YOUR ASSIGNMENT » Please write out each entry that follows, keeping it exactly the same.

(Extracted records)
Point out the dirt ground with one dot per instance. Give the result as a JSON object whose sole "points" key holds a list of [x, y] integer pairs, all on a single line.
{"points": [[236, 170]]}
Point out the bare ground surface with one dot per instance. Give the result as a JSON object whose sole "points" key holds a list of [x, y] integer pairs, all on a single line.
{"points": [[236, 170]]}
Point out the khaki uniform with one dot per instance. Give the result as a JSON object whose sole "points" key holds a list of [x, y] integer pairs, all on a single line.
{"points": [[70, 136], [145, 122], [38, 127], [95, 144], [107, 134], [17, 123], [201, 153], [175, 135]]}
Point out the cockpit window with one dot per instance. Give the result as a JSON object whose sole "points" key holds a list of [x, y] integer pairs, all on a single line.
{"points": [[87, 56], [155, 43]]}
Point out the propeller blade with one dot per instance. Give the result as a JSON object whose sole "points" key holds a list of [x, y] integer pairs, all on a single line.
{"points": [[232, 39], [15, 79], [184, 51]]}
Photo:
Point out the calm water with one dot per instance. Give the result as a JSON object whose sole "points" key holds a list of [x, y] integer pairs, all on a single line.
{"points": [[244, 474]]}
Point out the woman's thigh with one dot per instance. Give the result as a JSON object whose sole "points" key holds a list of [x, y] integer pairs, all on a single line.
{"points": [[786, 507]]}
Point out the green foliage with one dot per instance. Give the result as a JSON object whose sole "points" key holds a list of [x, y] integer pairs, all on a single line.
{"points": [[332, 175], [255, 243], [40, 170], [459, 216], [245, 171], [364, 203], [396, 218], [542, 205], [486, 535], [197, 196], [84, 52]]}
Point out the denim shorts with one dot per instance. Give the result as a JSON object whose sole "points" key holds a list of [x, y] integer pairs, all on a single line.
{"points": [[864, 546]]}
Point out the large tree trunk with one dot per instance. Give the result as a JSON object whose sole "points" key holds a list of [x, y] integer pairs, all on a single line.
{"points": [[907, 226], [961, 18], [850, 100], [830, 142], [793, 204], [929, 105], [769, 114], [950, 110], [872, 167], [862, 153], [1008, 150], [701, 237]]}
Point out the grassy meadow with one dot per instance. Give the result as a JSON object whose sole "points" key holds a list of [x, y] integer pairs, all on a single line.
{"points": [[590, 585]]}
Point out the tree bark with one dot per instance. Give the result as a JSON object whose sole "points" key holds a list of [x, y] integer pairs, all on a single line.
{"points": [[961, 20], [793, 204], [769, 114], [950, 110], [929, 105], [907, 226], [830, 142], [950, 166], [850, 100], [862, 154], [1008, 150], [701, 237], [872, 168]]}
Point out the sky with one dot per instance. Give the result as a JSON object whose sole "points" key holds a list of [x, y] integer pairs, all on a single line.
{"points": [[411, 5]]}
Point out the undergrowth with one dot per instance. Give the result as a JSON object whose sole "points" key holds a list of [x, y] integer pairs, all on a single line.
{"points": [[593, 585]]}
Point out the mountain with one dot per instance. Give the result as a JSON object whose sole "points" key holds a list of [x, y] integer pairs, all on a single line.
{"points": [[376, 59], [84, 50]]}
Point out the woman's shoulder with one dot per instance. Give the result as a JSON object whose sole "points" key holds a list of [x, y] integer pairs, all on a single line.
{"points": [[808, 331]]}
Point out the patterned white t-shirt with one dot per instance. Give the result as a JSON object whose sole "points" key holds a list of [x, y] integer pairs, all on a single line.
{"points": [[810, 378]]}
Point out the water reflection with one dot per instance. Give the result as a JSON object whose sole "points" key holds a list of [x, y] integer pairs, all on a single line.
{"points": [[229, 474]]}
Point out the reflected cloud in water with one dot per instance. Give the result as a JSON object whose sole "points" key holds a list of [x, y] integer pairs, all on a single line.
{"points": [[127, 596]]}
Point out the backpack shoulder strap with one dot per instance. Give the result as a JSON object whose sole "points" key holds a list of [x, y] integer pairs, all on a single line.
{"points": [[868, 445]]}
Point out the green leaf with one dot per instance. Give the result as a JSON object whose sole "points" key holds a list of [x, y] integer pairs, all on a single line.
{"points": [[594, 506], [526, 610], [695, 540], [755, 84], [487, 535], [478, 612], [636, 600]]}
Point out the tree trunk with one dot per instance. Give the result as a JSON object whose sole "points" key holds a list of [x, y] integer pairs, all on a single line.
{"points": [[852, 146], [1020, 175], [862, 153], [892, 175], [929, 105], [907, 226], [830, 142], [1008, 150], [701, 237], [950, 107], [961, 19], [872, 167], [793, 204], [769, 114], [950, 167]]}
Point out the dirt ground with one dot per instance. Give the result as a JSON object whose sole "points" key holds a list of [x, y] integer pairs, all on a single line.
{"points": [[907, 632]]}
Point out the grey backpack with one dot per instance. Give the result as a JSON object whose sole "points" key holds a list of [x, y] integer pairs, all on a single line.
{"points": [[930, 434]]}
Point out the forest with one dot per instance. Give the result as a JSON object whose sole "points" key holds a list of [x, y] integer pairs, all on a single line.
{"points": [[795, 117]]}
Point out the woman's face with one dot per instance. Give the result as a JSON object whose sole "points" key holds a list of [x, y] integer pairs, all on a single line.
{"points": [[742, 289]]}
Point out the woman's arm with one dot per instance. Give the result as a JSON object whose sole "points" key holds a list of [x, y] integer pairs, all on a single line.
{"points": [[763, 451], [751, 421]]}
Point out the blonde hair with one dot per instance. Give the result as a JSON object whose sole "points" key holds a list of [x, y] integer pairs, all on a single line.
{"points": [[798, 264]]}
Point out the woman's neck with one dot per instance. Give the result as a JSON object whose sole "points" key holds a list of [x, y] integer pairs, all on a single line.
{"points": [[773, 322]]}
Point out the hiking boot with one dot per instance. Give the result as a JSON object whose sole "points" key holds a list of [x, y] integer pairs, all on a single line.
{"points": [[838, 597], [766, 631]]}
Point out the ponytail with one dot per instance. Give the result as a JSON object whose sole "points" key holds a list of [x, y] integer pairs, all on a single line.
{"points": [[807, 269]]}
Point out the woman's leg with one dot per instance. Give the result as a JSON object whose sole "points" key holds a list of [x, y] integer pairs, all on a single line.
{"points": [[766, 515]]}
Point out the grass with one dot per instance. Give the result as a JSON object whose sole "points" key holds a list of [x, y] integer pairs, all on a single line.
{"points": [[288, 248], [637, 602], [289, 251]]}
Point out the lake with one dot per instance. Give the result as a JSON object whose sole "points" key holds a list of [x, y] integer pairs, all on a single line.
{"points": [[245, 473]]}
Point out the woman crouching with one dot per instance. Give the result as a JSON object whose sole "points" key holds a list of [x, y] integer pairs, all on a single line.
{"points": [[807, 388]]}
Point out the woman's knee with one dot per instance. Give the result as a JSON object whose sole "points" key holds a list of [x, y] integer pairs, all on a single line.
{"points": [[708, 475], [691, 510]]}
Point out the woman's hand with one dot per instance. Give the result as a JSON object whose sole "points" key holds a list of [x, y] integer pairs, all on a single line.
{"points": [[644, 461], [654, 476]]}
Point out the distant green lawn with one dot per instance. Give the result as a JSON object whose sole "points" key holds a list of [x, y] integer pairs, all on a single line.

TASK OUTPUT »
Point out the dirt ground with one dot per instance. Give the result as a JSON object whose sole "points" key holds a list of [x, y] integer pairs, all on a single line.
{"points": [[236, 170]]}
Point out the bare ground surface with one dot per instance. Give the result as a JSON object whose sole "points" key holds a list of [x, y] integer pairs, all on a single line.
{"points": [[236, 170]]}
Point out the khaki uniform with one dot per instance. Give the result as a JSON object whose sole "points" key holds a list of [x, y] integer pairs, all on a single line.
{"points": [[70, 136], [145, 122], [38, 127], [95, 144], [107, 134], [17, 123], [201, 153], [175, 135]]}
Point out the cockpit window with one dot per instance. Give the result as a JSON object whose sole "points" key holds a list of [x, y] integer pairs, all on a single line.
{"points": [[87, 56], [155, 43]]}
Point out the propeller blade with one dot per instance. Give the result as a JSON object whose sole "points" key holds a list of [x, y] integer pairs, all on a single line.
{"points": [[232, 39], [15, 79], [184, 51]]}
Photo:
Point out the calm water with one dot per instance. Give the result as a JSON object whose sole "points" key holds a list of [x, y] integer pairs, all on a single line.
{"points": [[244, 474]]}
Point out the woman's thigh with one dot per instance. Give the result as a JSON object whose sole "points" key holds a list of [x, y] integer pairs, all on a single line.
{"points": [[786, 507]]}
Point out the green foliage with one dot per instance. Give the result as a JSON object whose sole "points" key holds a list of [x, y] integer pairs, all on a single line.
{"points": [[332, 175], [255, 243], [40, 170], [459, 216], [245, 171], [364, 203], [396, 218], [542, 205], [486, 535], [197, 196], [84, 52]]}
Point out the denim shorts with one dot per instance. Give the result as a JSON object whose sole "points" key holds a list of [x, y] integer pairs, all on a single line.
{"points": [[864, 546]]}
Point out the large tree trunk with one dot per instance. Give the result as a JSON object whose sole "points" key holds a list of [x, y] integer pairs, all on a single line.
{"points": [[907, 226], [961, 18], [850, 100], [830, 142], [793, 204], [929, 105], [769, 114], [950, 110], [872, 167], [862, 153], [1008, 150], [701, 237]]}
Point out the grassy meadow with one dot per instance. Give the result as a JSON object whose sole "points" key holds a list of [x, y] integer pairs, all on a single line.
{"points": [[590, 585]]}
Point out the tree bark with one dot per instance. Give the result as a JSON object whose sole "points" key holds a list of [x, y] integer pairs, all on a single line.
{"points": [[961, 20], [793, 204], [769, 114], [950, 110], [929, 105], [907, 226], [830, 142], [950, 166], [850, 100], [862, 154], [1008, 150], [701, 237], [872, 168]]}
Point out the sky with one dot per instance. Give the result as a JSON object whose sole "points" key holds a list of [x, y] integer pairs, all on a single line.
{"points": [[411, 5]]}
Point out the undergrowth with one dot per instance. Give the result as a JSON object whose sole "points" key holds a list of [x, y] integer pairs, all on a single line.
{"points": [[593, 585]]}
Point out the mountain with one dot per instance. Give the result as a JSON object whose sole "points" key holds a list of [x, y] integer pairs, all on a single line.
{"points": [[376, 59], [84, 50]]}
Point out the woman's shoulder with one dot per instance. Give the result as a JSON object whose sole "points" key holds a list of [x, y] integer pairs, all on a single line.
{"points": [[808, 331]]}
Point out the patterned white t-shirt with one dot per instance. Give the result as a JSON object whose sole "points" key holds a list of [x, y] integer pairs, all on a single line.
{"points": [[810, 378]]}
Point out the water reflection with one dot per instance. Give the result as a JSON object whose sole "points" key holds a list of [x, y] integer pairs, all on a single line.
{"points": [[229, 474]]}
Point out the reflected cloud in water with one dot per instance. Give the result as a JSON object whose sole "points" key holds a list of [x, y] integer pairs, all on a single line.
{"points": [[127, 596]]}
Point out the backpack shoulder strap with one dot per instance. Give the result as a JSON object whose sole "points" key holds a list of [x, y] integer pairs, all on a single line.
{"points": [[868, 445]]}
Point out the green leaf with one dot per instance. Give the result as a JSON object whose sole "points" key holds a list of [x, y] integer pairs, all on a single line.
{"points": [[594, 506], [526, 610], [695, 540], [755, 84], [487, 535], [478, 612], [636, 600]]}
Point out the tree trunk with one dot per instance. Give the result as a JSON object whose sole "points" key holds a list of [x, y] integer pairs, all on a single line.
{"points": [[852, 146], [1020, 175], [862, 153], [892, 175], [929, 105], [907, 226], [830, 142], [1008, 150], [701, 237], [950, 107], [961, 19], [872, 167], [793, 204], [769, 114], [950, 167]]}
Point out the dirt ground with one dot per instance. Give the result as a JSON object whose sole "points" key holds a list of [x, y] integer pairs, all on a single line.
{"points": [[907, 632]]}
Point out the grey backpack with one dot per instance. Give the result as a JSON object whose sole "points" key holds a list of [x, y] integer pairs, all on a single line.
{"points": [[930, 434]]}
Point out the forest with one dot per instance. Give the result as a JSON object whose sole "points" key holds a list of [x, y] integer pairs, all on a single line.
{"points": [[795, 117]]}
Point out the woman's face with one dot per instance. Give the result as a JSON object whose sole "points" key holds a list of [x, y] integer pairs, all on a single line.
{"points": [[742, 289]]}
Point out the woman's arm with one dot per instance. Give the result as a JSON object whose sole "points" key holds a list of [x, y] integer pairs, all on a single line.
{"points": [[763, 451], [751, 421]]}
Point out the blonde hair with one dot per instance. Give the result as a JSON object whose sole "points" key holds a list of [x, y] integer pairs, all on a single line.
{"points": [[798, 264]]}
Point out the woman's neck with one dot per instance. Give the result as a JSON object whose sole "points" key holds a list of [x, y] integer pairs, all on a single line.
{"points": [[773, 322]]}
Point out the hiking boot with one dot per instance. Give the result as a JSON object whose sole "points" key holds a list of [x, y] integer pairs, all on a single line.
{"points": [[838, 597], [766, 631]]}
Point out the ponytail with one dot per instance. Give the result as a JSON object whose sole "points" key holds a list of [x, y] integer pairs, all on a single line.
{"points": [[807, 269]]}
Point out the woman's leg with one dot per instance. Give the result as a JSON object whose sole "points" key holds a list of [x, y] integer pairs, all on a single line.
{"points": [[766, 515]]}
Point out the grass with one dot per instance. Give the result as a JSON object whose sole "points" key holds a list of [x, y] integer pairs, all on a single line.
{"points": [[288, 248], [637, 602], [289, 251]]}
Point out the lake with one dot per instance. Give the result as a JSON object whose sole "points" key holds a list of [x, y] integer pairs, all on a single line.
{"points": [[245, 473]]}
Point out the woman crouching with one dot per instance. Give the result as a JSON object whose sole "points" key holds a list of [x, y] integer pairs, all on a single line.
{"points": [[807, 388]]}
Point out the woman's knee with one dot per instance. Give the result as a JSON object whose sole "points" key holds a list of [x, y] integer pairs, all on a single line.
{"points": [[708, 475], [691, 510]]}
Point out the woman's hand with one dot per instance. Give the result as a JSON object whose sole "points" key holds a list of [x, y] integer pairs, all on a single line.
{"points": [[644, 461], [654, 476]]}
Point out the distant green lawn with one dot per instance. Give the result as a JSON object whose sole "points" key holds a list of [x, y] integer pairs, all on a single line.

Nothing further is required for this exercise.